> _Your objective_:
Please report how many lines of the listing hold the word "bark". Add nothing to the number.

> _Given data_:
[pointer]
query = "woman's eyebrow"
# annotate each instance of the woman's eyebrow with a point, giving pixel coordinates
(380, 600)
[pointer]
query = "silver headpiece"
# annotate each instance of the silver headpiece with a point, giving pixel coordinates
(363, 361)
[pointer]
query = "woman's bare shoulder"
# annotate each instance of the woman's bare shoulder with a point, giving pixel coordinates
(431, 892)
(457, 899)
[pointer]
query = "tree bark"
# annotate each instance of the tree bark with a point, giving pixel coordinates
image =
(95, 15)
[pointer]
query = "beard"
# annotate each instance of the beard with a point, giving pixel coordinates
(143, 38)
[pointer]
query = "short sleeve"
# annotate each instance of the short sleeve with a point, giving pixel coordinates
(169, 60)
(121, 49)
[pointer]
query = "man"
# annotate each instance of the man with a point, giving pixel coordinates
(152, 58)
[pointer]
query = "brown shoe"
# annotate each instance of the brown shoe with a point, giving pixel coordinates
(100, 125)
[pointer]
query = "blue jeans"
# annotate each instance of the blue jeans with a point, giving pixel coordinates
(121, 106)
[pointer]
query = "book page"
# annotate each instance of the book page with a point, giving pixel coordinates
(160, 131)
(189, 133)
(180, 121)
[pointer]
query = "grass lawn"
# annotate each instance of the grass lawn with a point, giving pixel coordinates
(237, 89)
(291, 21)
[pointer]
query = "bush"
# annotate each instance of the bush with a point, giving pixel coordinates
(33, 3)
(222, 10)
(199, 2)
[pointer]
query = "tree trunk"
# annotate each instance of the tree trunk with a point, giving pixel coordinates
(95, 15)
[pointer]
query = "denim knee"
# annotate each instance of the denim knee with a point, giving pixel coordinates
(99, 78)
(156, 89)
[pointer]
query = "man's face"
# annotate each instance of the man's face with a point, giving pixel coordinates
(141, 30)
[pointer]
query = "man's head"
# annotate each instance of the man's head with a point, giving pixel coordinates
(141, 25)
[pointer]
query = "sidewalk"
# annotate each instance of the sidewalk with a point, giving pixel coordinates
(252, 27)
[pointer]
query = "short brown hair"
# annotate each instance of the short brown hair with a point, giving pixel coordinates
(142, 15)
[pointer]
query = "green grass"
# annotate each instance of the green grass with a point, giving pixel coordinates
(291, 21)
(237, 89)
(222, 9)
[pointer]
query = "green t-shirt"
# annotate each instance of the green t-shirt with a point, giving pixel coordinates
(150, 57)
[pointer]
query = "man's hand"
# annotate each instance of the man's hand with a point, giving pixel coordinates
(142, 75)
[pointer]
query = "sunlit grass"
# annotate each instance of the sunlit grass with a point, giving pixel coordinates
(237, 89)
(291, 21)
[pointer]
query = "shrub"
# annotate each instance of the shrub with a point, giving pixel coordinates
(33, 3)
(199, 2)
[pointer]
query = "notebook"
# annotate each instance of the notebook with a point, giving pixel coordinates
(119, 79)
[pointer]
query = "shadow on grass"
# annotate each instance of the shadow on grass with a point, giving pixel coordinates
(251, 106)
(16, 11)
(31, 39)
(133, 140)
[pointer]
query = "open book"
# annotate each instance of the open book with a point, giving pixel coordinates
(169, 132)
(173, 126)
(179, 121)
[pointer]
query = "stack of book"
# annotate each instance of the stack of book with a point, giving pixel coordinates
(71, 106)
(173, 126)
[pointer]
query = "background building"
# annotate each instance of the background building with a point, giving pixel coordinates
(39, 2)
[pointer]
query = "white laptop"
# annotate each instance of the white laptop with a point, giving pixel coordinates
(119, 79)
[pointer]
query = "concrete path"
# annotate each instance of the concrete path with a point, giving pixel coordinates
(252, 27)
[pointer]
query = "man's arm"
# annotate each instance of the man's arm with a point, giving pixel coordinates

> _Response below_:
2